# [Short problem]
Rewrite all of the data below with every occurrence of "single point" changed to "single dot" and everything else unchanged. Omit the pictures from your version.

# [Supplied records]
· · · · · · ·

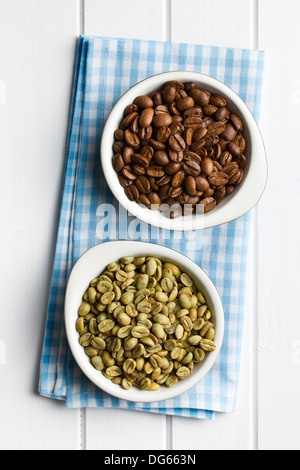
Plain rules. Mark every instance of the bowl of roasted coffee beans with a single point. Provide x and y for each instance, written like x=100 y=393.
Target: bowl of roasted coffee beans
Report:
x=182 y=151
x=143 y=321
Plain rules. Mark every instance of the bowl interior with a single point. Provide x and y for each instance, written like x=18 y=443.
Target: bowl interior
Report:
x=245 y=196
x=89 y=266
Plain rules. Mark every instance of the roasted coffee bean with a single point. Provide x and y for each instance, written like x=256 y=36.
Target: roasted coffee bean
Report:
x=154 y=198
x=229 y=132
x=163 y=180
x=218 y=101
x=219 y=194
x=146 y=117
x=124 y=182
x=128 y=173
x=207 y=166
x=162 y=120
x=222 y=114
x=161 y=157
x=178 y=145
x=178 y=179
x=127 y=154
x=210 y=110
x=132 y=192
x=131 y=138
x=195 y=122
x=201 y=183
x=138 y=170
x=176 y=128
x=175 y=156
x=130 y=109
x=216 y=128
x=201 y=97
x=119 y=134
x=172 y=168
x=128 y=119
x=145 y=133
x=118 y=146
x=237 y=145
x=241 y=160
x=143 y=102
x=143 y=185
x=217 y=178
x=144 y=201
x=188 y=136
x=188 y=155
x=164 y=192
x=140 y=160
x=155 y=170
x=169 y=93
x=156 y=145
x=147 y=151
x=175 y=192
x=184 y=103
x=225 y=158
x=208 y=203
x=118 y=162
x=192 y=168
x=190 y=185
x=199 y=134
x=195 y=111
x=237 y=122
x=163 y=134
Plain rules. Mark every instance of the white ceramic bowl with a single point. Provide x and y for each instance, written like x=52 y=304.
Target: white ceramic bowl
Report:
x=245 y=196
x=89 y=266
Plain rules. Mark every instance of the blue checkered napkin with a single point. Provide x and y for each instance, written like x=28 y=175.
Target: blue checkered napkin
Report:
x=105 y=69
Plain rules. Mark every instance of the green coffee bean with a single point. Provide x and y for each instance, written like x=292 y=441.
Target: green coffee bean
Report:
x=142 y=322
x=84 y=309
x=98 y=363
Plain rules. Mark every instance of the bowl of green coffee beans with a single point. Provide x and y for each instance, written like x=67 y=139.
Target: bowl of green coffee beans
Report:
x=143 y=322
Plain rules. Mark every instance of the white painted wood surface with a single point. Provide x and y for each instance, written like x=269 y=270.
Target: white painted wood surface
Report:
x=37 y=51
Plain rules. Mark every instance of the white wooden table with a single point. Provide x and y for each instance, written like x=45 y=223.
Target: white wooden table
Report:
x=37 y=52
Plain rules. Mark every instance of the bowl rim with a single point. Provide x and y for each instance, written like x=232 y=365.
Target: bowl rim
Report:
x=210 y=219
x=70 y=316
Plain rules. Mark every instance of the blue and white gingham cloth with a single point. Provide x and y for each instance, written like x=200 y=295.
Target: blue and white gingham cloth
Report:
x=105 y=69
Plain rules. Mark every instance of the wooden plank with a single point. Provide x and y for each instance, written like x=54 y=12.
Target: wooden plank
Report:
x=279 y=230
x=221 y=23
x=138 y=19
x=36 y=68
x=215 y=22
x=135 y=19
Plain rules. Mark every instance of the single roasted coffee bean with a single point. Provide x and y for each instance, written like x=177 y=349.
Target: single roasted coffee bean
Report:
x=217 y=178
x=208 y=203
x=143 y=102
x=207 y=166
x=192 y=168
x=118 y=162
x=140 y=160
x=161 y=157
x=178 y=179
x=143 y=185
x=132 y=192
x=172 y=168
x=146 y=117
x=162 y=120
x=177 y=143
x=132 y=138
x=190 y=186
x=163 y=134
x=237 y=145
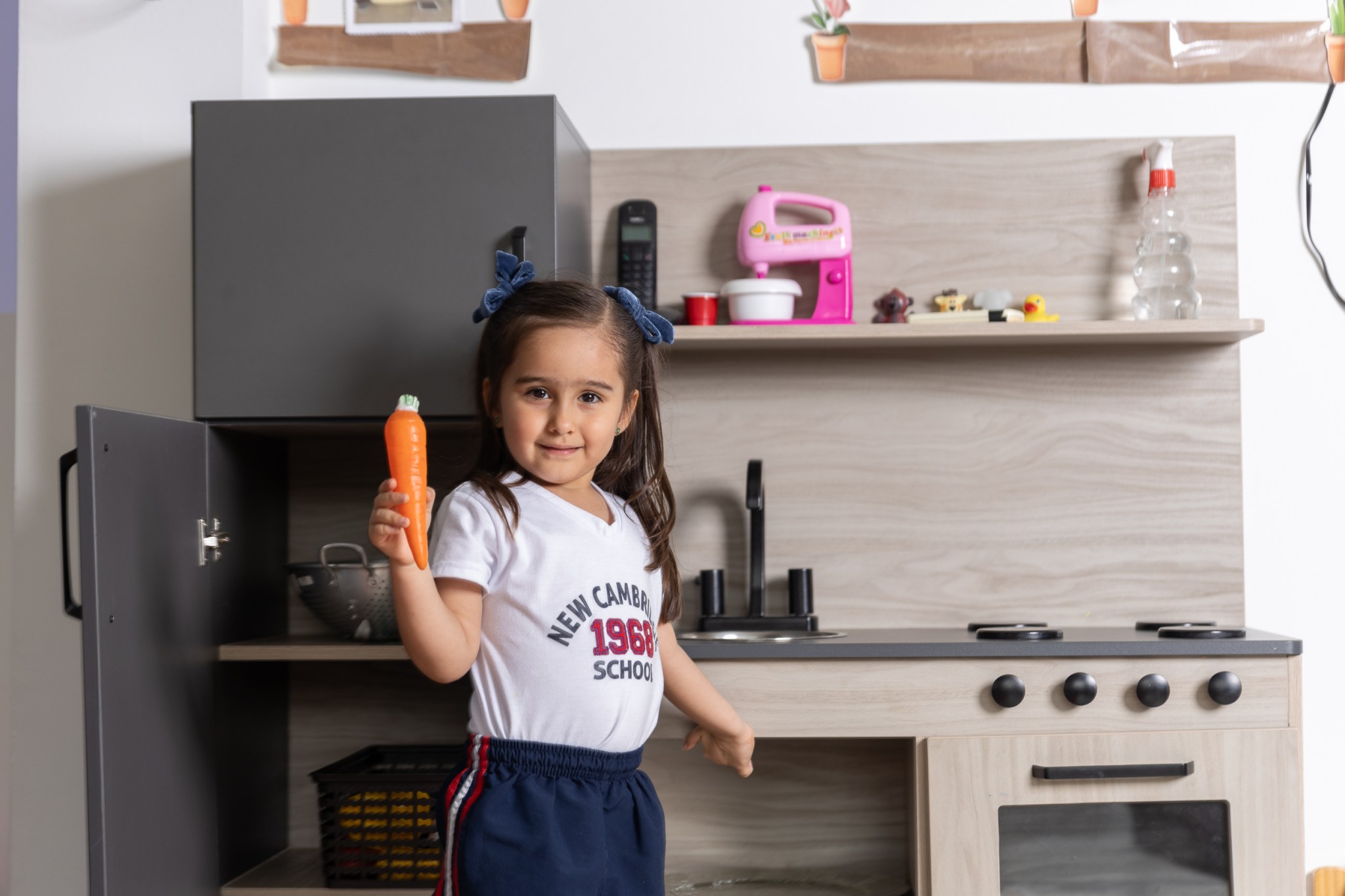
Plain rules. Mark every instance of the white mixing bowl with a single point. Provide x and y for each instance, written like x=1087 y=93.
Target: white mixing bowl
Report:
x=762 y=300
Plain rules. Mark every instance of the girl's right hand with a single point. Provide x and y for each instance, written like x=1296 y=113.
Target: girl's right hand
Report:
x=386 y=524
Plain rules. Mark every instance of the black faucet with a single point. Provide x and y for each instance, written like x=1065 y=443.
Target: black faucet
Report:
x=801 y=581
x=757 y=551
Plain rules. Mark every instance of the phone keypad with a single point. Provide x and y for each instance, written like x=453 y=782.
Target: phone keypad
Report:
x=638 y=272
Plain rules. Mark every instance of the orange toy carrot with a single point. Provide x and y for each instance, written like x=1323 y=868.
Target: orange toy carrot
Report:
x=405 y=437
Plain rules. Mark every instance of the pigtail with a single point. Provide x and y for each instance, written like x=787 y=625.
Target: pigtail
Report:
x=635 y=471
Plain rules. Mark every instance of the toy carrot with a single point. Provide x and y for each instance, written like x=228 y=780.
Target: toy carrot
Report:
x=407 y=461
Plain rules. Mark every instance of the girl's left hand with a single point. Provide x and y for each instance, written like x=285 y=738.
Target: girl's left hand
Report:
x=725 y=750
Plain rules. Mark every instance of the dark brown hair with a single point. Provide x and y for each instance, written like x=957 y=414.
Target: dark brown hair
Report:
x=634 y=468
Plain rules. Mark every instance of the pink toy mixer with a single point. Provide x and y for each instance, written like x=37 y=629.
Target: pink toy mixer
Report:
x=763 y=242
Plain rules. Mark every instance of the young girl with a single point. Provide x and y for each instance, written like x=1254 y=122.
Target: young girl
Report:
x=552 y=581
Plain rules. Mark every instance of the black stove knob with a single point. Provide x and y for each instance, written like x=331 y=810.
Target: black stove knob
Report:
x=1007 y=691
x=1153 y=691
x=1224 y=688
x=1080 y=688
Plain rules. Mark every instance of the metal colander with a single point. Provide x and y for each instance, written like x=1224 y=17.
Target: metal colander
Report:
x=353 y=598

· · · · · · ·

# [Final result]
Plain rules. Mark every instance of the bowl of roasted coffee beans with a single dot. Provide x and y for each instance, written like x=100 y=393.
Target: bowl of roasted coffee beans
Report:
x=182 y=151
x=143 y=321
Plain rules. Mark every instance of the bowl interior with a single dot. Provide x and y for each instance, written like x=18 y=443.
Target: bowl interior
Report:
x=245 y=196
x=89 y=266
Plain rules. Mark every instance of the roasted coffee bean with a single dot. Provide x and y for each instance, written like x=256 y=36.
Target: roasted coffee bean
Report:
x=154 y=198
x=229 y=132
x=163 y=180
x=218 y=101
x=219 y=194
x=146 y=117
x=124 y=182
x=128 y=173
x=207 y=166
x=162 y=120
x=222 y=114
x=161 y=157
x=178 y=145
x=178 y=179
x=127 y=154
x=210 y=110
x=132 y=192
x=131 y=138
x=195 y=122
x=201 y=183
x=138 y=170
x=176 y=128
x=175 y=156
x=130 y=109
x=216 y=128
x=201 y=97
x=119 y=134
x=172 y=168
x=128 y=119
x=145 y=133
x=118 y=146
x=237 y=145
x=241 y=160
x=143 y=102
x=143 y=185
x=217 y=178
x=144 y=201
x=188 y=136
x=188 y=155
x=164 y=192
x=140 y=160
x=155 y=170
x=169 y=93
x=156 y=145
x=147 y=151
x=175 y=192
x=184 y=103
x=225 y=158
x=208 y=203
x=118 y=162
x=192 y=168
x=190 y=185
x=199 y=134
x=195 y=111
x=237 y=122
x=163 y=134
Plain rules. Mark every instance of the white ceramic bowl with a single dot. Provide x and y for each instance, written like x=52 y=304.
Target: white ceramic bowl
Report:
x=245 y=196
x=89 y=266
Plain rules. Mark every instance of the blue checkered napkin with a single dot. Provide x and y for each instance, written like x=28 y=175.
Target: blue checkered napkin
Report:
x=105 y=69
Plain rules. Mark every instance of the green coffee bean with a single dot. Provide x and y for each instance, written like x=292 y=441.
Target: green coffee bean
Report:
x=142 y=322
x=84 y=309
x=98 y=363
Plain rules. Mark every instance of the bowl of green coffee beans with a single dot. Provide x and y for each instance, written like x=67 y=139.
Target: bowl of green coffee beans
Report:
x=143 y=322
Plain rules. Mark every instance of the white painted wood surface with a single dot. Provide x and y for each instance, written like x=269 y=270.
Target: white painted wood surface
Report:
x=37 y=51
Plain rules. Mark every instance of the white wooden table with a single dot. Provide x and y for each instance, written like x=45 y=223.
Target: white wooden table
Report:
x=37 y=52
Plain rules. Mark every instance of the bowl rim with a single dot. Provide x and y for each instance, written like x=232 y=365.
Target: bowl rim
Report:
x=210 y=219
x=70 y=316
Plain rules. Mark every instance of the blue and white gingham cloth with a single dot. Provide x and y for each instance, written like x=200 y=295.
Target: blue and white gingham cloth
Report:
x=105 y=69
Plain rules. Mark every instance of the wooden plank with a single dot. Provide x and y for each instance, written like x=54 y=12.
Target: wooden plank
Report:
x=279 y=230
x=221 y=23
x=138 y=19
x=36 y=68
x=215 y=22
x=135 y=19
Plain rules. Mark every instance of the single roasted coffee bean with a single dot. Provide x and y for each instance, written like x=177 y=349.
Target: single roasted coffee bean
Report:
x=217 y=178
x=208 y=203
x=143 y=102
x=207 y=166
x=192 y=168
x=118 y=162
x=140 y=160
x=161 y=157
x=178 y=179
x=143 y=185
x=132 y=192
x=172 y=168
x=146 y=117
x=162 y=120
x=177 y=143
x=132 y=138
x=190 y=186
x=163 y=134
x=237 y=145
Plain rules. Mark every instance of the white mixing bowl with a single dot. Provide x and y for each instance, written like x=1087 y=93.
Target: white mixing bowl
Report:
x=762 y=300
Plain rules. Mark every instance of the girl's right hand with a single dot. Provide x and y for each instance, written like x=1296 y=113.
Target: girl's right hand
Report:
x=386 y=524
Plain rules. Mark every instance of the black faucet with a single dot. Provide x and y for each instance, written like x=1065 y=443.
Target: black faucet
Report:
x=801 y=581
x=757 y=551
Plain rules. Mark every instance of the phone keypad with a single dot. Provide x and y for each instance, written like x=453 y=782.
Target: phone keypad
Report:
x=638 y=272
Plain rules. Mark every instance of the orange toy carrot with a single dot. Provide x and y for each instance, written like x=1323 y=868.
Target: orange toy carrot
Report:
x=405 y=437
Plain rules. Mark every instance of the pigtail with a single dot. Provide x and y for each instance, written like x=787 y=625.
Target: pigtail
Report:
x=635 y=471
Plain rules. Mark every instance of the toy carrot with a single dot. Provide x and y for each instance, written like x=228 y=780.
Target: toy carrot
Report:
x=407 y=461
Plain rules. Mark every instance of the girl's left hand with a single dot. Provide x and y for each instance, written like x=285 y=738.
Target: girl's left hand
Report:
x=725 y=750
Plain rules. Mark every instance of the dark brown hair with a single dot. Provide x and y for each instance, written like x=957 y=414.
Target: dark brown hair
Report:
x=634 y=468
Plain rules. Mark every instance of the pink toy mixer with a single dot. Provide x and y for each instance, written like x=37 y=629.
Target: pink toy mixer
Report:
x=763 y=242
Plain rules. Mark every instance of the young girl with a single dot. Provide x and y for each instance, written like x=1254 y=122.
Target: young girl
Report:
x=552 y=581
Plain rules. Mark every instance of the black stove knob with a single dot. Provide x and y for each instance, written like x=331 y=810.
Target: black stove knob
Report:
x=1007 y=691
x=1153 y=691
x=1224 y=688
x=1080 y=688
Plain rules. Mark every instance of the metal colander with a single dot. Provide x and y for each instance, written like x=1224 y=17.
Target: metal colander
Report:
x=353 y=598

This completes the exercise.